• [Source passage]
☆ ☆ ☆
The first mission, Nuestra Señora de Loreto, was established in Loreto [37] in 1697. This normally sleepy seaside town comes alive for winter whale watching. We hired a taxi driving through gorgeous desert scenery to the second and most beautiful mission, San Francisco Javier established in 1699. Original aqueducts still water olive trees and date palms introduced by the Jesuits continuing to provide a livelihood for the pretty oasis pueblo.


Santa Rosalia de Mulegé [38] was the 4th Mission, established in 1705. During the American-Mexican war of 1846-1848, the USA occupied long stretches of the Mexican Pacific coast. The people of Mulegé defeated the “Gringos” and it was never taken. The town´s official name is now Heroica Mulegé. To remember the battle of the 1847, every year on 02 October it becomes the capital of Mexico for a day. Salvador, a local guide, took us west of Mulegé into the La Trinidad Canyon in the Sierra de Guadalupe Mountains to see exceptional prehistoric cave paintings that have resisted the elements for thousands of years.


On a dark desert highway, we had to stop for the night. I heard the mission bell, and I was thinking to myself “this could be heaven or this could be hell”. Welcome to the Hotel California, such a lovely place. (Apologies to The Eagles) Todos Santos [39] has a “grown up from the 1970s hippy era” feel about it with lots of galleries and artists, but minus the drugs. Of course we just had to stay in the Hotel California which really is lovely.


San Jose del Cabo Añuiti [40], the Jesuit´s 12th Mission – established in 1730, was vital for the Spanish Galleons to re-supply fresh water for the long transoceanic voyage between New Spain and Manila. Today with its endless sunshine, it is a popular vacation spot for North Americans. The Estero (Wetlands) between the town and the beach provides food and shelter for more than 100 species of birds and makes for a nice morning walk to the surf beach.


Desert landscape between La Paz and Loreto

Loreto Mission, the Jesuits first (1697)

Fish tacos - a Baja speciality, delicious

Black sand beach near Loreto

Desert scenery ...
☆ ☆ ☆
• [Data section]
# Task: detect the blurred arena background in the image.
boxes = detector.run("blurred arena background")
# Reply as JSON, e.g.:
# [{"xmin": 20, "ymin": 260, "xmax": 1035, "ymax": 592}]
☆ ☆ ☆
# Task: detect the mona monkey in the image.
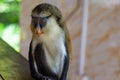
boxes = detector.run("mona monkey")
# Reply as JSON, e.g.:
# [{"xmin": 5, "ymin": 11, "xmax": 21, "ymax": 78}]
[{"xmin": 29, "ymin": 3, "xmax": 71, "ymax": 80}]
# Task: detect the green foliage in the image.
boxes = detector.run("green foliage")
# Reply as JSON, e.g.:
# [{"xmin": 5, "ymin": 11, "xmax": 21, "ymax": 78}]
☆ ☆ ☆
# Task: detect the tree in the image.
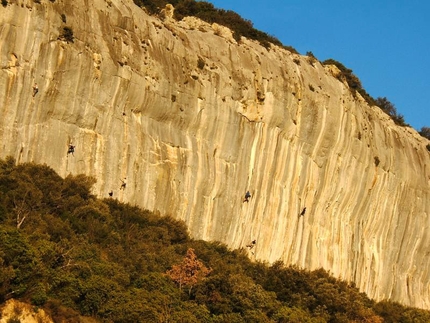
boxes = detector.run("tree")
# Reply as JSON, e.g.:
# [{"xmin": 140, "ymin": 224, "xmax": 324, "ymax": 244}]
☆ ☆ ☆
• [Tasks to complete]
a) In the Baja missions travel passage, translate this sentence into Spanish: "The town´s official name is now Heroica Mulegé."
b) Carry on the Baja missions travel passage from its final line.

• [Answers for this exercise]
a) El nombre oficial del pueblo es ahora Heroica Mulegé.

b)
... on the way to San Javier Mission

Tree sending roots down to find water

Palms reflected in a desert pond

San Francisco Javier (1699), the second Jesuit Mission ...

... is in the mountains south of Loreto

This olive tree was planted by the Jesuits over 300 years ago

The Jesuits also introduced date palms

Mission Santa Rosalia de Mulegé (1705)

With a good water supply Mulegé was the most prosperous Mission

Desert flowers

These cactus are about 300 years old

Desert scenery

Sierra de Guadalupe

Indians marked rocks to be able to find hunting areas when they returned after several years

Frog blends in

We needed to swim to La Trinidad Canyon to see ...

... cave paintings dating back thousands of years - the longer we looked, the more we saw

A Shaman with a dead antelope, red coyote above

A fish in red

Adult and baby deer

An animal, two fish and a BBQ tool (?)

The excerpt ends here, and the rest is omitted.